(Dataset rows)
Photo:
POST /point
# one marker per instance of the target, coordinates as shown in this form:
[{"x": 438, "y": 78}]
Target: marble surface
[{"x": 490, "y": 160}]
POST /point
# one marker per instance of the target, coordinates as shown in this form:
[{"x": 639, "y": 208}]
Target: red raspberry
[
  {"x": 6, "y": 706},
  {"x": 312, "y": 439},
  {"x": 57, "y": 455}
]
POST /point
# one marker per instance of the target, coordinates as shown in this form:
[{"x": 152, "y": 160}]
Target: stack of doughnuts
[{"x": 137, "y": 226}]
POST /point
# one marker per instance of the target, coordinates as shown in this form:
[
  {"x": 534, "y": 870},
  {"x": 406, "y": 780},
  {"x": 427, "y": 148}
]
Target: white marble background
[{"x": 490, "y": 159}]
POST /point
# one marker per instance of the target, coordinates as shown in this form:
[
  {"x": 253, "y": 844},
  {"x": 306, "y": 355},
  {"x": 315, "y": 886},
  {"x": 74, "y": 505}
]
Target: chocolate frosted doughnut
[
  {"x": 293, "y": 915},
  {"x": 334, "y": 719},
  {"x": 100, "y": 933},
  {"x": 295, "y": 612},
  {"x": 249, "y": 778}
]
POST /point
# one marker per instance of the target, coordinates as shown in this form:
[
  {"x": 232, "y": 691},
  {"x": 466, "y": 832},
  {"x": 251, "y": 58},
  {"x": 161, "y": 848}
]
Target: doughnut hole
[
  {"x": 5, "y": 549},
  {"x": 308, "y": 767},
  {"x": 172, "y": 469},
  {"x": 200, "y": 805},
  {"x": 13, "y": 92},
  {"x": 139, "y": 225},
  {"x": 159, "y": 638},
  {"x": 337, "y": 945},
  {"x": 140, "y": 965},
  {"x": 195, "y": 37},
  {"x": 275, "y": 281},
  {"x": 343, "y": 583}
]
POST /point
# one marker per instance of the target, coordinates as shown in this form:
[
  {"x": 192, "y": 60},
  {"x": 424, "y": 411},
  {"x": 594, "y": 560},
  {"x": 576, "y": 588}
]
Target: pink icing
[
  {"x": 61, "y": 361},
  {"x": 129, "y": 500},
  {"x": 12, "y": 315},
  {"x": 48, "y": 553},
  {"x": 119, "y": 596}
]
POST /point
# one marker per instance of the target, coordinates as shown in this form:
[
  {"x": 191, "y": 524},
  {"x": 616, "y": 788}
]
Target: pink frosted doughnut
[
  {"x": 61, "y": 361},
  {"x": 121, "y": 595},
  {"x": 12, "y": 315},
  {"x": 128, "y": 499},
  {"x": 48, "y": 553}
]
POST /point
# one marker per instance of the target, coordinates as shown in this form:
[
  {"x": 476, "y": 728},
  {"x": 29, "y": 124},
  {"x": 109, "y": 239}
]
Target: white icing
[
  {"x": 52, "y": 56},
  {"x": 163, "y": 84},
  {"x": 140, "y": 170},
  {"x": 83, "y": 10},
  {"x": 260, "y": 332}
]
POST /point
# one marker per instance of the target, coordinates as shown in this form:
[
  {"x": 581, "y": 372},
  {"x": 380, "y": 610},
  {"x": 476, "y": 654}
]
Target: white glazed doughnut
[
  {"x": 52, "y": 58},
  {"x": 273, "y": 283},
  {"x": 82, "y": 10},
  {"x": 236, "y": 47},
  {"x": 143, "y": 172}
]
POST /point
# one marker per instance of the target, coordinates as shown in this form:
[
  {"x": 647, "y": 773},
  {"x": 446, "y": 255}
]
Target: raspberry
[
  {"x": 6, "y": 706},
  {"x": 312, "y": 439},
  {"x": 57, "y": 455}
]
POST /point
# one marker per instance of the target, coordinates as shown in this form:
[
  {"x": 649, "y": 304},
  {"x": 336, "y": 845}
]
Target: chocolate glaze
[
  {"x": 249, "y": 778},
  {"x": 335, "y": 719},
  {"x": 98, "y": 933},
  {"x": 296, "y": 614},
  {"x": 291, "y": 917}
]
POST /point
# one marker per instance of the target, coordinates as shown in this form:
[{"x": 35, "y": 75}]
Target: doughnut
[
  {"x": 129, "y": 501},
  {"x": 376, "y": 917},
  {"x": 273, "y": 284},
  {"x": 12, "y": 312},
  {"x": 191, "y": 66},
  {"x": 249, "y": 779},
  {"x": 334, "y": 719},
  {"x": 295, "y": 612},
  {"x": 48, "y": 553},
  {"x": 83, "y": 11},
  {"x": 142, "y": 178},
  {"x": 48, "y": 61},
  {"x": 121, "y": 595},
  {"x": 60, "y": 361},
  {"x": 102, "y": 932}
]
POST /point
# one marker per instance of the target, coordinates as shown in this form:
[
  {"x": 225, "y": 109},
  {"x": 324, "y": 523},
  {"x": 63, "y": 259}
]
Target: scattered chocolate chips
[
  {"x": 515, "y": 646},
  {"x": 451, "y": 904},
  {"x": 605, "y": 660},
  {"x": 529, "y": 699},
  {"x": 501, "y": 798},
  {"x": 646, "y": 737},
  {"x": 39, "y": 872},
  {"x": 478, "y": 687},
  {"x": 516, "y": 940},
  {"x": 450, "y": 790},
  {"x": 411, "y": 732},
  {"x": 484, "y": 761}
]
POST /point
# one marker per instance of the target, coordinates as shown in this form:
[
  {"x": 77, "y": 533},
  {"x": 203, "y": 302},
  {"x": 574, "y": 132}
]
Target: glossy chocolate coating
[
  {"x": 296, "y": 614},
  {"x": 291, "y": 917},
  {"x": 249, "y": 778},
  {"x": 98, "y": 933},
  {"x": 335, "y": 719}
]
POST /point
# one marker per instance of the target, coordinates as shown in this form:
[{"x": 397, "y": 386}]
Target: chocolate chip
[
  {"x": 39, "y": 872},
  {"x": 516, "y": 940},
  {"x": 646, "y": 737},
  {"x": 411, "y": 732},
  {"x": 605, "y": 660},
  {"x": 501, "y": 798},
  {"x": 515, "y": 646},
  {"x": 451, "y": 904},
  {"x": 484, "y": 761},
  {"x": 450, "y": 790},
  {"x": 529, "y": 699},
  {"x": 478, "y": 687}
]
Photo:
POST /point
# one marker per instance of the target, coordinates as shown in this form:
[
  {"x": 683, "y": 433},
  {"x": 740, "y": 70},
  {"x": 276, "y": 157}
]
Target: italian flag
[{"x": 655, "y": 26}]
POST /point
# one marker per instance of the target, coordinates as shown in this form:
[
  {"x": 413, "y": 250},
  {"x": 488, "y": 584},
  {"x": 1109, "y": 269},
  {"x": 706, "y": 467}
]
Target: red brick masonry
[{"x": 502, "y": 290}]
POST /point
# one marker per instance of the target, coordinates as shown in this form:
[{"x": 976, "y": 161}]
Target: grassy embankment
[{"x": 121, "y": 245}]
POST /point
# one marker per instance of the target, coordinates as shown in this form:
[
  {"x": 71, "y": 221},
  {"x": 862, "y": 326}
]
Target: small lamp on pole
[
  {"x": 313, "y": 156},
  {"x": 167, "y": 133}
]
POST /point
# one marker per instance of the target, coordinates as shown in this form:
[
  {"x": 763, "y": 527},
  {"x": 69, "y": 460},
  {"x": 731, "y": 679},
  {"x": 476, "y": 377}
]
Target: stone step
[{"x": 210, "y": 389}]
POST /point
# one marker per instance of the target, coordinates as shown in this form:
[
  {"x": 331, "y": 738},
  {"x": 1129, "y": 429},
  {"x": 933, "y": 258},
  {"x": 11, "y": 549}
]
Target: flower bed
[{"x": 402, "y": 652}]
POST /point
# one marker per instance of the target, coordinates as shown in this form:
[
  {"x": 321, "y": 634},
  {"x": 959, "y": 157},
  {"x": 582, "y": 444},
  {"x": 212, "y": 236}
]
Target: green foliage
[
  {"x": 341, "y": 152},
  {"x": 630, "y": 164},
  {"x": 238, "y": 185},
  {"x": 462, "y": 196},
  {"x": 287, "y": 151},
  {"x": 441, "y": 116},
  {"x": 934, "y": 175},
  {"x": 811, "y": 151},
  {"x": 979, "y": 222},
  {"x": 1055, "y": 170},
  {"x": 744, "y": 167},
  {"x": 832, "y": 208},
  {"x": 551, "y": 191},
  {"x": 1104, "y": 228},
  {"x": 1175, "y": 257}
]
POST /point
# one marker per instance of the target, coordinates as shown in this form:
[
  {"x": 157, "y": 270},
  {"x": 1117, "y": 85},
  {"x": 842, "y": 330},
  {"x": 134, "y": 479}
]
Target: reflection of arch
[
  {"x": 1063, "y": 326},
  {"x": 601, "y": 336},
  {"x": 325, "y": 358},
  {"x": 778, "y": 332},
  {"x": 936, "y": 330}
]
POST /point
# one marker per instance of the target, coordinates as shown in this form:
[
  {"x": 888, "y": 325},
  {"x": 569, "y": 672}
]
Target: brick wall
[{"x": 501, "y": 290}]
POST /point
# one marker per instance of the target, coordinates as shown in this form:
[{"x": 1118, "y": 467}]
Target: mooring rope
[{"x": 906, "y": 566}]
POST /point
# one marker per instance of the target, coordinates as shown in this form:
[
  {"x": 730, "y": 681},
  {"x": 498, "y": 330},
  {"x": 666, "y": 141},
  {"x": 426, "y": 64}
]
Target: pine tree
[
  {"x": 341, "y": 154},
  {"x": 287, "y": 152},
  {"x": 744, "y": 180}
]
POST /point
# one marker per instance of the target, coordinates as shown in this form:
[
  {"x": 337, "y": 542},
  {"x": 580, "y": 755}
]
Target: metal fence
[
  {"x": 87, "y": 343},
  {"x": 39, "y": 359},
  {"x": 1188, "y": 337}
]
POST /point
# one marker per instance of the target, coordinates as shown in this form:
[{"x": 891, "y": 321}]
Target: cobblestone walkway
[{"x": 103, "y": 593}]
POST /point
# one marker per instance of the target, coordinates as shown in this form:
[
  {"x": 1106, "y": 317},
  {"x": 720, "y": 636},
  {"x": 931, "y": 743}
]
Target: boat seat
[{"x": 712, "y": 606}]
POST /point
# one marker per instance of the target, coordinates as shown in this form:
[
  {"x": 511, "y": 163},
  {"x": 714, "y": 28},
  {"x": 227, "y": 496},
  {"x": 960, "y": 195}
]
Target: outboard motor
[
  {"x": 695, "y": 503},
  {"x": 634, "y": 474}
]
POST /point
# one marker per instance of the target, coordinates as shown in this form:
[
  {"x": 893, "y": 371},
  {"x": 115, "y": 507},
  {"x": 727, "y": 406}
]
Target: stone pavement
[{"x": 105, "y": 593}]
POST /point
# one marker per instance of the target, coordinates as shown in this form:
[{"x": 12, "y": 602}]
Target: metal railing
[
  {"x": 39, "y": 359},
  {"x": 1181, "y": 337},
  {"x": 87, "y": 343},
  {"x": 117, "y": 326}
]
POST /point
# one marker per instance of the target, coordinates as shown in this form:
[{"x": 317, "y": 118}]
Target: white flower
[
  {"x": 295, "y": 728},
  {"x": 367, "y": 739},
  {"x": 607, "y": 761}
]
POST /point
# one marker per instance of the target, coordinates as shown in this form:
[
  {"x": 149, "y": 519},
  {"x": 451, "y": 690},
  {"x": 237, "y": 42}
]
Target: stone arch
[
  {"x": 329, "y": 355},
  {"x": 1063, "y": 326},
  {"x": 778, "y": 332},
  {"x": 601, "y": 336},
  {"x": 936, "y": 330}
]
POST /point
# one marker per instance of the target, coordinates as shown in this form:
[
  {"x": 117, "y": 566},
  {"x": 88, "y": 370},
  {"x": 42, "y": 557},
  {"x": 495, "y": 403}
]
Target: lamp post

▸ **Problem to work on**
Count the lines in the records above that contain the word "frosted", treating uppercase and lowercase as different. Reply with the number alone.

▸ **Answer to the exercise**
2